PROMPT -
Please update the listing from the line with "spot the yellow cup." through the end, changing every "calf's" to "heifer's" and leaving everything else unchanged. Return only those lines.

[Entries from a point annotation set]
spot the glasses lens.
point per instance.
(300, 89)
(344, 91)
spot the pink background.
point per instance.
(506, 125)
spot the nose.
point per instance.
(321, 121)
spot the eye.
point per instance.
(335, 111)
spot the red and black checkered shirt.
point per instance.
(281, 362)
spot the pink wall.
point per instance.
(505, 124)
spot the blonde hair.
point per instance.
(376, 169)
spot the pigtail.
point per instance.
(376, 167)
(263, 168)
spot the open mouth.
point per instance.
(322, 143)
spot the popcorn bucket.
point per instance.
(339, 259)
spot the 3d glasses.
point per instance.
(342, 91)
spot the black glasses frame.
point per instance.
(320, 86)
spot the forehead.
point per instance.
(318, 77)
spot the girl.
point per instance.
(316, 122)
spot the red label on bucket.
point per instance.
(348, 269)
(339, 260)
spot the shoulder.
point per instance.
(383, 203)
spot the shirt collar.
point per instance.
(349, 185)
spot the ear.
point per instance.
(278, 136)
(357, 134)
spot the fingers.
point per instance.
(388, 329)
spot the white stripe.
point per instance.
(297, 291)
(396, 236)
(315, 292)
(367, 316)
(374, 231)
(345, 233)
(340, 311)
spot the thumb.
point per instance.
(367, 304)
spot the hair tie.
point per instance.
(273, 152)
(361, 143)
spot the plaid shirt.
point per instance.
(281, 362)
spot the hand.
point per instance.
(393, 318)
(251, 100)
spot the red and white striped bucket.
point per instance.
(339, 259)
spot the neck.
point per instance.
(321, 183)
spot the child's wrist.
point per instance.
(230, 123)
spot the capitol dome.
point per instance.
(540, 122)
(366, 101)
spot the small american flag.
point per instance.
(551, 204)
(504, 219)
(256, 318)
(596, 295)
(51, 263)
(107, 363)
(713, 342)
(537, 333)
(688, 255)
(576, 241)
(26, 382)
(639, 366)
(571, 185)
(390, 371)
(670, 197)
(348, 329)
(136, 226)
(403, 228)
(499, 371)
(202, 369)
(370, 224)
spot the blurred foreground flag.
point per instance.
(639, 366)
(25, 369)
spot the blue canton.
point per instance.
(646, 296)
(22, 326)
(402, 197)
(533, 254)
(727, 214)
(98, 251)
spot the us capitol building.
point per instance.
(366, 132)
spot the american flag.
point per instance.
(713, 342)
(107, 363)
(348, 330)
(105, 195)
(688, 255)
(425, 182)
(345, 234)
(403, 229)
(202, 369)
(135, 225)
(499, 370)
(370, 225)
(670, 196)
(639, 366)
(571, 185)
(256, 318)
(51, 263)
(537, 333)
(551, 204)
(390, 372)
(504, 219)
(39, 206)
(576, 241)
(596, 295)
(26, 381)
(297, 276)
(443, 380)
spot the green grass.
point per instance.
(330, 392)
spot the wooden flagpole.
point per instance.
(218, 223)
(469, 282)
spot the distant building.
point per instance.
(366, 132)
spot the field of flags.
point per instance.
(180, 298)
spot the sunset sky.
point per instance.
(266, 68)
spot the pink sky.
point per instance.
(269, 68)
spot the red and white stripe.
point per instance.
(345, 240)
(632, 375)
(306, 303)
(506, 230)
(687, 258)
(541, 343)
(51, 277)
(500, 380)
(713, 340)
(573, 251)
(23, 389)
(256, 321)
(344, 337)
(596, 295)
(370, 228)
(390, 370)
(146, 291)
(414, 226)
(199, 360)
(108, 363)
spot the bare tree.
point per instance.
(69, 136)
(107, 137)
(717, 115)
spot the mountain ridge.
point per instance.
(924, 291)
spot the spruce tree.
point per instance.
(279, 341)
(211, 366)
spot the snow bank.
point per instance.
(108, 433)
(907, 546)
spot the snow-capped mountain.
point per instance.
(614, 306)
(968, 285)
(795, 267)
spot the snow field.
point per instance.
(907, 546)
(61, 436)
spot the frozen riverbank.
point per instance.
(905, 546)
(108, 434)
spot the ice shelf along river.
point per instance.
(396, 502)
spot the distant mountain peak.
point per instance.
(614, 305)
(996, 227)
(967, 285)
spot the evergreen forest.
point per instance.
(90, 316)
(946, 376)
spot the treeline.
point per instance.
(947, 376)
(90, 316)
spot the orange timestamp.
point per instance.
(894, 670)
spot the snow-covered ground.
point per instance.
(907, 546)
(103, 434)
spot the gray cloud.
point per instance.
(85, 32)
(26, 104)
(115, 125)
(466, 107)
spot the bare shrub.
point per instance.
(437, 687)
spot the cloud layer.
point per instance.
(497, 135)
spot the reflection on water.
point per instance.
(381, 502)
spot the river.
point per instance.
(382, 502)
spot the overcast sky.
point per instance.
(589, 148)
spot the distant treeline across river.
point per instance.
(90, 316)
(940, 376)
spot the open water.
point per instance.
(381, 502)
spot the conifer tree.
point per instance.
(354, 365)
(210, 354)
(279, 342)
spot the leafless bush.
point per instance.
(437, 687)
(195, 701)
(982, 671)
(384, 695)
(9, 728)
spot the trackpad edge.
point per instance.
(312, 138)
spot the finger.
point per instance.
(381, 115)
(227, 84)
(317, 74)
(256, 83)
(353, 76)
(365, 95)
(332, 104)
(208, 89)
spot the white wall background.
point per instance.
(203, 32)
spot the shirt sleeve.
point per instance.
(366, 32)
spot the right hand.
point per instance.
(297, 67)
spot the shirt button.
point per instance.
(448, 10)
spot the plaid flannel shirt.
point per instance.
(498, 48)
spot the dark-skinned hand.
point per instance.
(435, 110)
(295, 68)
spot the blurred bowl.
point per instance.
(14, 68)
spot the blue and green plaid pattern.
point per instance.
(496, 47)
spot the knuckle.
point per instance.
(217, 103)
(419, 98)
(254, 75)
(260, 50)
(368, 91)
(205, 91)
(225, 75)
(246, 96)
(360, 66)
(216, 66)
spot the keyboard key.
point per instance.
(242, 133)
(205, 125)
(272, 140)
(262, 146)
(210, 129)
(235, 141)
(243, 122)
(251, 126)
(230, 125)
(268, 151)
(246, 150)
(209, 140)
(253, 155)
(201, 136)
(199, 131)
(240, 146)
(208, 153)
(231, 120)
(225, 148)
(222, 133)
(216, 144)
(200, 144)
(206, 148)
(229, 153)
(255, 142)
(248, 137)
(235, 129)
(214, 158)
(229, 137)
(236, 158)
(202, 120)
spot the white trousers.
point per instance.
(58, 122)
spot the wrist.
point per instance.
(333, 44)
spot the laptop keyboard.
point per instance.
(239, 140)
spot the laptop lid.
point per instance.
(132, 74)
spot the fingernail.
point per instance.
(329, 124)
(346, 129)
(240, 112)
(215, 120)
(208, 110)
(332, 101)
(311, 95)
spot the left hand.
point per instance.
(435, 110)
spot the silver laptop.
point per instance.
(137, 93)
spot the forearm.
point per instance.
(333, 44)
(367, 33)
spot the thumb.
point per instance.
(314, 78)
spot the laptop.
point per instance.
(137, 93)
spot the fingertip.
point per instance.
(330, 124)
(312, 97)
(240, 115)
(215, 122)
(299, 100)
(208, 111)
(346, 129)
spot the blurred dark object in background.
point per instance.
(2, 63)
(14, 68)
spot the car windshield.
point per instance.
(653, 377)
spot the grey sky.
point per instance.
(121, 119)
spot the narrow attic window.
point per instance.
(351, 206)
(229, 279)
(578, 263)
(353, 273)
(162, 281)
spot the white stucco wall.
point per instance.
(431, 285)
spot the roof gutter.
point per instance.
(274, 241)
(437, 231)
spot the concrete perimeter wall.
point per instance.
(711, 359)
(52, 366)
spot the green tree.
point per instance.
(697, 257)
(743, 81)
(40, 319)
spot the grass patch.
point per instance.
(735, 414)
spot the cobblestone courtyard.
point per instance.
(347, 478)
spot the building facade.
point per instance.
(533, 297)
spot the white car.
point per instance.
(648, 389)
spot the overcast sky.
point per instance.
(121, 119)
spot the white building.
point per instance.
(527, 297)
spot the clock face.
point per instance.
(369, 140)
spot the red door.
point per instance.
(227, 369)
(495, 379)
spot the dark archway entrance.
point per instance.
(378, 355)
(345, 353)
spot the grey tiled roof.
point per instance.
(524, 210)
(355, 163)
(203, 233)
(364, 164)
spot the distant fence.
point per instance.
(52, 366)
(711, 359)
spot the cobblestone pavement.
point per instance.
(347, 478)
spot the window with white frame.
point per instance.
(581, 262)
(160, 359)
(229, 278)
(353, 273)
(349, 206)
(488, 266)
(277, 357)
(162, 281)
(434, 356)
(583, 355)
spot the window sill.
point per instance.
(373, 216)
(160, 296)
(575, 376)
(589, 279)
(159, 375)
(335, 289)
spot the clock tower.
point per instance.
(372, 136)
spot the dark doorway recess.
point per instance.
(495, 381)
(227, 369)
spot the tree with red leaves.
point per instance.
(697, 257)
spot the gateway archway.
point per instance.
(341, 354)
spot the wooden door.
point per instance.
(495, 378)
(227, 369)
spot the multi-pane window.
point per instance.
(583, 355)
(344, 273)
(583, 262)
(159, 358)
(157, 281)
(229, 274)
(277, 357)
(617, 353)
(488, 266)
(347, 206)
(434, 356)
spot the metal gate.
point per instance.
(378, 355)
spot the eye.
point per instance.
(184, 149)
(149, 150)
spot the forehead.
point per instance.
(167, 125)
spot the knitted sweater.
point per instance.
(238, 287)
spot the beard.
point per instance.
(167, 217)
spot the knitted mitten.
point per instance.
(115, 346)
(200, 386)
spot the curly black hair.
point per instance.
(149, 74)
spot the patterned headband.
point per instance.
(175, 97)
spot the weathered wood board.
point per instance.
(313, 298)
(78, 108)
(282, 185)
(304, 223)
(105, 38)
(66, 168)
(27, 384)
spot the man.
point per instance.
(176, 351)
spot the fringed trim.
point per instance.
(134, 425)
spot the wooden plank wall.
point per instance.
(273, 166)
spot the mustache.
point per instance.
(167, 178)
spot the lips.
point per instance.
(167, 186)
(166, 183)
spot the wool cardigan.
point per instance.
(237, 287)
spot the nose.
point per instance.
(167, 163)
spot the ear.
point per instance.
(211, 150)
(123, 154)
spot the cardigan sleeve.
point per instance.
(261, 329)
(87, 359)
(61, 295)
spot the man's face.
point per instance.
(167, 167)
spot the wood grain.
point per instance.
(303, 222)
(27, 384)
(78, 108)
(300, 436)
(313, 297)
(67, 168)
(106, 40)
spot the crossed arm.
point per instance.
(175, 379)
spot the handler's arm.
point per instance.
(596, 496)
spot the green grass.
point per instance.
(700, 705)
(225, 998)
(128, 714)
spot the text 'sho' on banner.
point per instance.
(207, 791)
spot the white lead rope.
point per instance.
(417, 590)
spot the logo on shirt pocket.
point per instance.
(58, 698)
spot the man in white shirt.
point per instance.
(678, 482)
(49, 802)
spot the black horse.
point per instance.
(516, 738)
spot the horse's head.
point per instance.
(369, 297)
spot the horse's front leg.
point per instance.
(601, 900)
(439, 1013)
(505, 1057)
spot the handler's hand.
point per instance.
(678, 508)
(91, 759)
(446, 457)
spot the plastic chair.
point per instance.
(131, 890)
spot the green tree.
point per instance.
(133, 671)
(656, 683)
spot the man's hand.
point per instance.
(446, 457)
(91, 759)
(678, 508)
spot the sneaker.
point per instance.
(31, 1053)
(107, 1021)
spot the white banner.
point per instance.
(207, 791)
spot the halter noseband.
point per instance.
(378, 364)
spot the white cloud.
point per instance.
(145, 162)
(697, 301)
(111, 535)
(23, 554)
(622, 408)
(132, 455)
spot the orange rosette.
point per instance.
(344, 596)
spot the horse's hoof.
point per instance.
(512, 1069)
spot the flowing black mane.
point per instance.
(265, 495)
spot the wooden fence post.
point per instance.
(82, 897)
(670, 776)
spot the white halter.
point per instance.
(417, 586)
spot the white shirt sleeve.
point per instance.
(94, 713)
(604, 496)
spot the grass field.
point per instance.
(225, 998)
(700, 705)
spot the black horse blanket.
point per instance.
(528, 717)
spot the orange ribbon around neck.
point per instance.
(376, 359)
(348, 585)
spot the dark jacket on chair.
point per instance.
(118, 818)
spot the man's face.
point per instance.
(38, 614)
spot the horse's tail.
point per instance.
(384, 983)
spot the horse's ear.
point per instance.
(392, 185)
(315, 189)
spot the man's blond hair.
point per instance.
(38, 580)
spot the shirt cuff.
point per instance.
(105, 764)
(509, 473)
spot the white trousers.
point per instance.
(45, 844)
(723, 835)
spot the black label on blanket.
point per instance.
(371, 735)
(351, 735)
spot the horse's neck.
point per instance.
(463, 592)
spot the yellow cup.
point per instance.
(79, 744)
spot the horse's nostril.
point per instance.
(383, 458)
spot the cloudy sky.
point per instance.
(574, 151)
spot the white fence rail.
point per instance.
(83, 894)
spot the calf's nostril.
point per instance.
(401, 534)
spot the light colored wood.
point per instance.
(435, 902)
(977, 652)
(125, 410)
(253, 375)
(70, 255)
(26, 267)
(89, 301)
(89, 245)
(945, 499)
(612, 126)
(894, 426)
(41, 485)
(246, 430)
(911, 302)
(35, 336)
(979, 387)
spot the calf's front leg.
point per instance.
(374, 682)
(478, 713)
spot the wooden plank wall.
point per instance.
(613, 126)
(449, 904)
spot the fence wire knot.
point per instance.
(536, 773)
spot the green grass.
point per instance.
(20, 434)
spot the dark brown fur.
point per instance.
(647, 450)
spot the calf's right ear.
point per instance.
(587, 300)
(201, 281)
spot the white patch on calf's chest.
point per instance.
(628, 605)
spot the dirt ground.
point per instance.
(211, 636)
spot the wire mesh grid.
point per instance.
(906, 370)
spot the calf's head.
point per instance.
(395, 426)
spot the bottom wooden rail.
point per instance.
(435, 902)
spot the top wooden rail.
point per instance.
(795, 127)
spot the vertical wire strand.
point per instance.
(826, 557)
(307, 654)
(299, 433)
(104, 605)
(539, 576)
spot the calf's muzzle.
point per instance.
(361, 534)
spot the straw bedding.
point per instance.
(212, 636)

RESPONSE -
spot the yellow cup.
point per instance.
(79, 744)
spot the horse's nostril.
point per instance.
(383, 458)
spot the cloudy sky.
point per instance.
(574, 151)
spot the white fence rail.
point per instance.
(83, 894)
spot the heifer's nostril.
point per instance.
(401, 534)
spot the light colored wood.
point per instance.
(435, 902)
(977, 652)
(125, 410)
(253, 375)
(70, 255)
(26, 267)
(89, 301)
(89, 245)
(945, 499)
(612, 126)
(894, 426)
(41, 485)
(246, 430)
(911, 302)
(35, 336)
(979, 387)
spot the heifer's front leg.
point per instance.
(374, 682)
(478, 713)
spot the wooden plank wall.
point per instance.
(613, 126)
(449, 904)
spot the fence wire knot.
point per instance.
(536, 773)
spot the green grass.
point per instance.
(20, 434)
spot the dark brown fur.
point per instance.
(647, 450)
spot the heifer's right ear.
point per instance.
(587, 300)
(201, 281)
spot the white patch on heifer's chest.
point per instance.
(628, 605)
spot the dirt ground.
point per instance.
(211, 636)
spot the wire mesh grid.
point per instance.
(906, 370)
spot the heifer's head.
point per instance.
(395, 426)
spot the bottom wooden rail.
point per instance.
(435, 902)
spot the top wooden rail.
point per instance.
(795, 127)
spot the vertical wire strand.
point per instance.
(826, 557)
(307, 654)
(299, 433)
(104, 605)
(539, 576)
spot the heifer's muzzle.
point per instance.
(361, 534)
spot the straw bedding.
point per instance.
(212, 636)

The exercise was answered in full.